» INSTRUCTIONS TO FOLLOW
Retype the listing that follows, exactly as written.

** Start SOURCE RECORDS **

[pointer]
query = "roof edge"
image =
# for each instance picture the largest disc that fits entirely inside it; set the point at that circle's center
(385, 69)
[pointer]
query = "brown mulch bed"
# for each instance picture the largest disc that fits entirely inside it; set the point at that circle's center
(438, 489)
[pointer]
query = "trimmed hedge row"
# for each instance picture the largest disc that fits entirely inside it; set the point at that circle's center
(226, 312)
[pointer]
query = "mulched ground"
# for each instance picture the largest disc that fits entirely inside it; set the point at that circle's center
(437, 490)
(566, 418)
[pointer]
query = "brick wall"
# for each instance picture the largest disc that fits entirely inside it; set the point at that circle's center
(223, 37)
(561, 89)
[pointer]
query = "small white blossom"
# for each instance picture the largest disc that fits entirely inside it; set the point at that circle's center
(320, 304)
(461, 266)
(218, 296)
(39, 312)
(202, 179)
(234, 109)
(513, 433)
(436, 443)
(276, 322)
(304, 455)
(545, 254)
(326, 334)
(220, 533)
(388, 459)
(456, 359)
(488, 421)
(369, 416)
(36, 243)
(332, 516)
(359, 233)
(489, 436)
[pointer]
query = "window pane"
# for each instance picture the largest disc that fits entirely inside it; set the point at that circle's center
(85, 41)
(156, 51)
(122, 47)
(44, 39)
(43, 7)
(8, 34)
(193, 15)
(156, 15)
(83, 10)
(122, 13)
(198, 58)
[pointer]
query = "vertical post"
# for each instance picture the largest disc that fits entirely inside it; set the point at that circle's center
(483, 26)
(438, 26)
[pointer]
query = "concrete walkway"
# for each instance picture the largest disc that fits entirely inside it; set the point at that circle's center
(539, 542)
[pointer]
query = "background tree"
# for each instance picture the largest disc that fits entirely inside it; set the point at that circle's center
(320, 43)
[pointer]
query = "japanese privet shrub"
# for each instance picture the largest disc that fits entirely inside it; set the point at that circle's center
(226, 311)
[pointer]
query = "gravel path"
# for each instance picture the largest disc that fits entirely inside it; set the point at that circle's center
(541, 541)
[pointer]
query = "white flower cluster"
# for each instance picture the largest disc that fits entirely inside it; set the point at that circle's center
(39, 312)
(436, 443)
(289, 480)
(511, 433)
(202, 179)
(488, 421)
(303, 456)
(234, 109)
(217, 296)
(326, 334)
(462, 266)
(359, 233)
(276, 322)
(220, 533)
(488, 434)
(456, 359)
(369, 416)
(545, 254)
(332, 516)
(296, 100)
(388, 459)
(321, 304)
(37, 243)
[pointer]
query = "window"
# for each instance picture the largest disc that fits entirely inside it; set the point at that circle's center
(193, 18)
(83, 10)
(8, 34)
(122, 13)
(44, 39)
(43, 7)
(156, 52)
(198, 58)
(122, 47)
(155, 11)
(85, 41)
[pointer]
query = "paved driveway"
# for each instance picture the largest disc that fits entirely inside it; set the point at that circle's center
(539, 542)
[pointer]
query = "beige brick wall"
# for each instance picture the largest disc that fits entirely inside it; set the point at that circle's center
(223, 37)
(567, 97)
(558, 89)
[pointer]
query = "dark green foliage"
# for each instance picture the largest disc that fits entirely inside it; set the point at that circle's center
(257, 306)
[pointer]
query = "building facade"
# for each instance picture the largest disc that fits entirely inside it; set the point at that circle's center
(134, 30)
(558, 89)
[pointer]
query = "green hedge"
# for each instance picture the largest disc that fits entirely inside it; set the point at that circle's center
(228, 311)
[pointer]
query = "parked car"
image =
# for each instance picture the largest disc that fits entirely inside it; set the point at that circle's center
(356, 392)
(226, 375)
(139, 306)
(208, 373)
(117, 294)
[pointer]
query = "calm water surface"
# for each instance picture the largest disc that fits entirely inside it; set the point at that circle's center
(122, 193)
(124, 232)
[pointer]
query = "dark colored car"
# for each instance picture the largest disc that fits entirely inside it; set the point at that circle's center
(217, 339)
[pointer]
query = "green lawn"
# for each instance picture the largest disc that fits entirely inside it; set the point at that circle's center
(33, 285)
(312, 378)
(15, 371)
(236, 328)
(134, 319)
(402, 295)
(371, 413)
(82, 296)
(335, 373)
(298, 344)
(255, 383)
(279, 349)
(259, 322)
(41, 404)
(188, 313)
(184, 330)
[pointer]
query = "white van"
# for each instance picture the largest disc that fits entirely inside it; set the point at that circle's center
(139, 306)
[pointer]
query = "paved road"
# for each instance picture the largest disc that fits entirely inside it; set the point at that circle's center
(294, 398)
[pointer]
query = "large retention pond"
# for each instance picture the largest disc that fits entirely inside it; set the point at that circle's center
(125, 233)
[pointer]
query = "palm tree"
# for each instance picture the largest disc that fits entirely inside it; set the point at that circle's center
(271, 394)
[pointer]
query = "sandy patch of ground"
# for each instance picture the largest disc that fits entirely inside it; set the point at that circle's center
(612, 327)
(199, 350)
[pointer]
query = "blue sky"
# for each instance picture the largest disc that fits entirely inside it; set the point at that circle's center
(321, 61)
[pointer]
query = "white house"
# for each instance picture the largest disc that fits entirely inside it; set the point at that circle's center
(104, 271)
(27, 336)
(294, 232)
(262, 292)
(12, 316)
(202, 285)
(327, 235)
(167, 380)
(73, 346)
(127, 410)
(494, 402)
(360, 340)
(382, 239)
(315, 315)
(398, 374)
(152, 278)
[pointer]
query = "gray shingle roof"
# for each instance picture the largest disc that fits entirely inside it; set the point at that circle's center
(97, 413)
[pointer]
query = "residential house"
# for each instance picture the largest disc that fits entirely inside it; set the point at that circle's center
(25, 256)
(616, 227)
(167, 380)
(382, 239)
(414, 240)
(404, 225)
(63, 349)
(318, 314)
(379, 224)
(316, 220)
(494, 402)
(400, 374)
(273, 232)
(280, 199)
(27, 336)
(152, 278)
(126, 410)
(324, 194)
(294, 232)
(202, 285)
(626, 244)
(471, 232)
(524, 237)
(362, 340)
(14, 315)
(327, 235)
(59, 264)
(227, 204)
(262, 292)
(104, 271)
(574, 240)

** End SOURCE RECORDS **

» THE RESPONSE
[pointer]
query = "roof edge"
image =
# for each instance picture the largest disc that fits entirely inside it; set the point at that circle's center
(385, 69)
[pointer]
query = "brown mulch bed"
# for each instance picture the largest disc that fits entirely inside it; set the point at that circle's center
(438, 489)
[pointer]
query = "trimmed hedge row"
# for each instance picture the largest disc that fits entirely inside it; set the point at that circle's center
(226, 312)
[pointer]
query = "mulched ground"
# for each instance picture the largest disc that fits entirely inside it; set the point at that circle's center
(437, 490)
(566, 418)
[pointer]
query = "brick wall"
# for each instance picture the largest disc that fits entirely inside it; set the point at that circle's center
(223, 37)
(561, 89)
[pointer]
query = "small white blossom"
# for each instance picture the largest disc that fits entirely inside it; set the point at that circle's center
(320, 304)
(461, 266)
(218, 296)
(39, 312)
(202, 179)
(234, 109)
(513, 433)
(436, 443)
(276, 322)
(304, 455)
(545, 254)
(326, 334)
(220, 533)
(388, 459)
(456, 359)
(488, 421)
(369, 416)
(36, 243)
(332, 516)
(359, 233)
(489, 436)
[pointer]
query = "window pane"
# for each instance picture the largest disc that fits entirely inside it; set the point at that circle's center
(85, 41)
(156, 51)
(122, 47)
(44, 39)
(43, 7)
(8, 34)
(193, 15)
(156, 15)
(83, 10)
(122, 13)
(198, 58)
[pointer]
query = "vertical post"
# for each instance picture the largest disc that fits entirely inside it; set the point at that circle's center
(483, 26)
(438, 26)
[pointer]
query = "concrete walkway"
# for each instance picture the largest disc that fits entirely inside it; set the point at that circle's center
(539, 542)
[pointer]
query = "background tree"
# for each instance picture the largest disc that fits entirely inside it; set the point at that circle's center
(320, 43)
[pointer]
query = "japanese privet shrub"
# for each instance picture the largest disc that fits entirely inside it; set the point at that circle's center
(226, 311)
[pointer]
query = "gravel path"
# for each instance picture the largest disc that fits entirely inside it; set the point at that circle's center
(541, 541)
[pointer]
query = "white flower cluster"
# for each instance picture the largest disc that fits entirely inside it; set the point at that circle's center
(39, 312)
(436, 443)
(289, 480)
(511, 433)
(202, 179)
(488, 421)
(303, 456)
(234, 109)
(217, 296)
(326, 334)
(462, 266)
(359, 233)
(276, 322)
(220, 533)
(488, 434)
(456, 359)
(369, 416)
(545, 254)
(332, 516)
(296, 100)
(388, 459)
(321, 304)
(37, 243)
[pointer]
query = "window"
# for each instance picture the largest disc that fits entirely inside it; set the point at that circle's center
(193, 18)
(83, 10)
(8, 34)
(122, 13)
(44, 39)
(43, 7)
(156, 52)
(198, 58)
(122, 47)
(155, 11)
(85, 41)
[pointer]
query = "paved driveway"
# for each instance picture the largest disc that fits entirely inside it; set the point at that circle's center
(539, 542)
[pointer]
query = "beige brick wall"
# for each instance picture the largest disc that fits entirely inside it; set the point at that circle's center
(223, 37)
(567, 97)
(558, 89)
[pointer]
query = "dark green foliage"
# for each instance picture the largest disc that fits entirely inside it; set the point at that circle's center
(257, 306)
[pointer]
query = "building facade"
# for each instance picture the largest disc that fits entirely inside it; set the point at that circle's center
(134, 30)
(558, 89)
[pointer]
query = "green hedge"
# for each instance picture the largest disc that fits entirely inside it; set the point at that circle's center
(228, 311)
[pointer]
query = "parked car"
image =
# for each instance picture the largest disc that fits entirely inside it; set the point at that circle's center
(356, 392)
(226, 375)
(139, 306)
(208, 373)
(117, 294)
[pointer]
query = "calm water surface"
# for each instance picture the largest disc that fits entirely inside it; set the point at that circle's center
(122, 193)
(124, 232)
[pointer]
query = "dark colored car"
# for each instance picture the largest disc that fits entirely inside it; set the point at that circle's center
(217, 339)
[pointer]
query = "green lawn"
# for each instance picture the largest disc that fits entirely inside it; set the point at that circle's center
(33, 285)
(312, 378)
(15, 371)
(236, 328)
(134, 319)
(402, 295)
(371, 413)
(82, 296)
(335, 373)
(298, 344)
(255, 383)
(279, 349)
(259, 322)
(41, 404)
(188, 313)
(184, 330)
[pointer]
query = "white van"
# for each instance picture the largest disc that fits entirely inside it; set the point at that circle's center
(139, 306)
[pointer]
query = "paved road"
# for each instance picture the largest disc that fits entirely inside it; set the point at that circle's center
(294, 398)
[pointer]
query = "large retention pond"
# for each instance picture the largest disc that fits entirely inside it; set the point at that circle's center
(125, 233)
[pointer]
query = "palm tree"
# for each instance picture the largest disc that fits entirely inside it; set the point at that circle's center
(271, 394)
[pointer]
query = "sandy patch of ground"
# for each instance picture the largest disc that fits entirely inside it; set the point at that circle's center
(612, 327)
(199, 350)
[pointer]
query = "blue sky"
# for each instance picture the largest disc that fits entirely inside it; set the point at that circle's center
(321, 61)
[pointer]
query = "white house"
# for each instance picture the largest disc that fits entirely inside it; set the point at that circle's center
(104, 271)
(27, 336)
(294, 232)
(262, 292)
(12, 316)
(202, 285)
(327, 235)
(167, 380)
(73, 346)
(127, 410)
(494, 402)
(360, 340)
(382, 239)
(315, 315)
(398, 374)
(152, 278)
[pointer]
query = "gray shingle roof"
# for each instance picture the largest disc that fits entirely inside it; set the point at that circle's center
(97, 413)
[pointer]
query = "residential house"
# for each instance picture the largest disc that fits entirely inside it; set the point at that circle's center
(25, 256)
(616, 227)
(167, 380)
(382, 239)
(414, 240)
(404, 225)
(63, 349)
(318, 314)
(379, 224)
(316, 220)
(494, 402)
(400, 374)
(273, 232)
(280, 199)
(27, 336)
(152, 278)
(126, 410)
(324, 194)
(294, 232)
(202, 285)
(626, 244)
(471, 232)
(524, 237)
(362, 340)
(14, 315)
(327, 235)
(59, 264)
(227, 204)
(262, 292)
(104, 271)
(574, 240)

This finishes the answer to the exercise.